(Stored data entries)
------------------------------------------------

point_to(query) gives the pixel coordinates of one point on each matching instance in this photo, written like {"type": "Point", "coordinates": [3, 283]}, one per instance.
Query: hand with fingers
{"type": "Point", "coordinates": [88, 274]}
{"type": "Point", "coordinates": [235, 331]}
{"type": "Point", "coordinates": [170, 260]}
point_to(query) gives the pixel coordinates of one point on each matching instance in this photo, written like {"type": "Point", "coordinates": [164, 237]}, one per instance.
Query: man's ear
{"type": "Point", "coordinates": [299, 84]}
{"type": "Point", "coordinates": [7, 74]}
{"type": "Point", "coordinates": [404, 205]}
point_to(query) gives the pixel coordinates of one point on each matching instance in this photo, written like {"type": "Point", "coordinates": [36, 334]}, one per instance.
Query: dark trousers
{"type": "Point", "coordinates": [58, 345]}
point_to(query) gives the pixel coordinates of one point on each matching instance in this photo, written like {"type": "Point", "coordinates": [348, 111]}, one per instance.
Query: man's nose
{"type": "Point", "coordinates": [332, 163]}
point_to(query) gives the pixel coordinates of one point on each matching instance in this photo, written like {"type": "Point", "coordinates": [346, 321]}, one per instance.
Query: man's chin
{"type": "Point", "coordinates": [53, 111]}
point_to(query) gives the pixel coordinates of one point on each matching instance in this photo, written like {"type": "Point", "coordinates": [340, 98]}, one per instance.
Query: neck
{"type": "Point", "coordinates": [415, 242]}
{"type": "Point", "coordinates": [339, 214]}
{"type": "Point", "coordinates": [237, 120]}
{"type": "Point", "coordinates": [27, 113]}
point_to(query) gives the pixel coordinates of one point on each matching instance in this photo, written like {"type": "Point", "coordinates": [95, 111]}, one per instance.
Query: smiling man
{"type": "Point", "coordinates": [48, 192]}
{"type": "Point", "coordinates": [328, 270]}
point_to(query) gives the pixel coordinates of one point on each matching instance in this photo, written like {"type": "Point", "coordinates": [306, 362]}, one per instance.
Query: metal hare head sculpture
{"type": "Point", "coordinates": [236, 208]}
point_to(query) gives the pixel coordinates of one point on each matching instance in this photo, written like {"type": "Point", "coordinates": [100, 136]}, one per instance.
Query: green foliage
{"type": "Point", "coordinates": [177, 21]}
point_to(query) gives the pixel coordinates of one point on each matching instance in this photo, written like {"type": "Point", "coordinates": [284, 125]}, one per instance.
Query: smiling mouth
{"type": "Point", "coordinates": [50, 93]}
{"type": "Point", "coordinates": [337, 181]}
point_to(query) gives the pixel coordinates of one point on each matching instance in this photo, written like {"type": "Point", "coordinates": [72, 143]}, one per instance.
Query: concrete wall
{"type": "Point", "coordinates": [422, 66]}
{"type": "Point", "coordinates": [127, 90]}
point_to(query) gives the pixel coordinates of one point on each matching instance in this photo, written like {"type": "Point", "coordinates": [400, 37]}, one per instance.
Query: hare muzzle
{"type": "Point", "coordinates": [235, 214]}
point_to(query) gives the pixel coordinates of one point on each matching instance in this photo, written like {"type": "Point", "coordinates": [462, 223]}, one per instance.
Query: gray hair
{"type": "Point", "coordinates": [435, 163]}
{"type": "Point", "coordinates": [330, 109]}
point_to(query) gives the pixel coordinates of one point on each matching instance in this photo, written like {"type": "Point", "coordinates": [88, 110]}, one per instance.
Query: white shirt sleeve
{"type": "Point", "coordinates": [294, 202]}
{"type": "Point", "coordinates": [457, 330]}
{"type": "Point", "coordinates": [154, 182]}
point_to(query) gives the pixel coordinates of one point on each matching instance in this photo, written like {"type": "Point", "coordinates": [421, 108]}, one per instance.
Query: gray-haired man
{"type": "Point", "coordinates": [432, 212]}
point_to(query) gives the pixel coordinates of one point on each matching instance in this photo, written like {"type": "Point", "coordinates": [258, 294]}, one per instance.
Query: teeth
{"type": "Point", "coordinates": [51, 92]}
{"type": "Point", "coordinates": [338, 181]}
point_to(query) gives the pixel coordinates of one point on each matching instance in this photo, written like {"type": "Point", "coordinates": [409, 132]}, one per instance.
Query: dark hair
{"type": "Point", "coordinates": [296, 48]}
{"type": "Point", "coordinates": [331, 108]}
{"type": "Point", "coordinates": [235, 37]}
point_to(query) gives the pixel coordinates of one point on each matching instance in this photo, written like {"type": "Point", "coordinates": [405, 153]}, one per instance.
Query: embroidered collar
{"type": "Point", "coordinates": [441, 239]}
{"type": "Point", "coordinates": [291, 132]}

------------------------------------------------

— AIM OF THE TASK —
Every line of the data should be copied exactly.

— EXPECTED ANSWER —
point_to(query) gives the pixel coordinates of one point on each matching instance in this photo, written like {"type": "Point", "coordinates": [3, 283]}, one per instance.
Query: hand with fingers
{"type": "Point", "coordinates": [88, 274]}
{"type": "Point", "coordinates": [235, 331]}
{"type": "Point", "coordinates": [170, 260]}
point_to(query) gives the pixel coordinates of one point on each matching instance in this photo, written like {"type": "Point", "coordinates": [164, 237]}, one per instance.
Query: man's ear
{"type": "Point", "coordinates": [299, 84]}
{"type": "Point", "coordinates": [7, 74]}
{"type": "Point", "coordinates": [404, 205]}
point_to(query) gives the pixel coordinates of one point on each matching instance in this photo, written like {"type": "Point", "coordinates": [36, 334]}, one per instance.
Query: dark trousers
{"type": "Point", "coordinates": [58, 345]}
point_to(query) gives the pixel coordinates of one point on each matching instance in this photo, written like {"type": "Point", "coordinates": [348, 111]}, one per instance.
Query: man's nose
{"type": "Point", "coordinates": [332, 163]}
point_to(query) gives the pixel coordinates of one point on each matching instance in this photo, written like {"type": "Point", "coordinates": [346, 321]}, one per instance.
Query: man's chin
{"type": "Point", "coordinates": [53, 111]}
point_to(query) gives the pixel coordinates of one point on each matching instance in this photo, written like {"type": "Point", "coordinates": [340, 98]}, one per instance.
Query: neck
{"type": "Point", "coordinates": [415, 242]}
{"type": "Point", "coordinates": [339, 214]}
{"type": "Point", "coordinates": [237, 120]}
{"type": "Point", "coordinates": [27, 113]}
point_to(query) gives the pixel coordinates of one point on each matching instance in this photo, written like {"type": "Point", "coordinates": [95, 111]}, one per instance.
Query: smiling man
{"type": "Point", "coordinates": [48, 192]}
{"type": "Point", "coordinates": [328, 270]}
point_to(query) gives the pixel coordinates of one point on each matching instance in this photo, written like {"type": "Point", "coordinates": [306, 362]}, one per instance.
Query: metal hare head sculpture
{"type": "Point", "coordinates": [236, 208]}
point_to(query) gives the pixel coordinates of one point on each matching instance in this photo, written like {"type": "Point", "coordinates": [100, 136]}, one per instance.
Query: green foliage
{"type": "Point", "coordinates": [177, 21]}
point_to(query) gives the pixel coordinates of one point on each matching instance in this photo, written like {"type": "Point", "coordinates": [284, 125]}, one per instance.
Query: smiling mouth
{"type": "Point", "coordinates": [50, 93]}
{"type": "Point", "coordinates": [337, 181]}
point_to(query) gives the pixel coordinates of one point on each matching instance in this photo, written like {"type": "Point", "coordinates": [72, 143]}, one per instance.
Query: concrete wall
{"type": "Point", "coordinates": [422, 66]}
{"type": "Point", "coordinates": [127, 90]}
point_to(query) gives the pixel coordinates of one point on each matching instance in this photo, written like {"type": "Point", "coordinates": [400, 37]}, one per instance.
Query: hare muzzle
{"type": "Point", "coordinates": [235, 214]}
point_to(query) gives the pixel coordinates of one point on each matching instance in this photo, written like {"type": "Point", "coordinates": [462, 223]}, one per instance.
Query: gray hair
{"type": "Point", "coordinates": [435, 163]}
{"type": "Point", "coordinates": [330, 109]}
point_to(query) gives the pixel coordinates of one point on each matching instance in this photo, written like {"type": "Point", "coordinates": [88, 110]}, one per instance.
Query: white shirt sleeve
{"type": "Point", "coordinates": [294, 202]}
{"type": "Point", "coordinates": [457, 330]}
{"type": "Point", "coordinates": [154, 182]}
point_to(query) gives the pixel coordinates of one point on each matching instance in this photo, written like {"type": "Point", "coordinates": [421, 108]}, one per instance.
Query: gray-haired man
{"type": "Point", "coordinates": [432, 212]}
point_to(query) gives the pixel coordinates of one point on each matching instance in this photo, written like {"type": "Point", "coordinates": [258, 294]}, one per instance.
Query: teeth
{"type": "Point", "coordinates": [51, 92]}
{"type": "Point", "coordinates": [338, 181]}
point_to(query) gives the pixel coordinates of one point on each matching instance in this photo, written like {"type": "Point", "coordinates": [409, 132]}, one per instance.
Query: dark hair
{"type": "Point", "coordinates": [296, 48]}
{"type": "Point", "coordinates": [331, 108]}
{"type": "Point", "coordinates": [235, 37]}
point_to(query) gives the pixel coordinates of one point on each matching instance in this photo, written like {"type": "Point", "coordinates": [405, 153]}, one per instance.
Query: embroidered collar
{"type": "Point", "coordinates": [441, 239]}
{"type": "Point", "coordinates": [291, 132]}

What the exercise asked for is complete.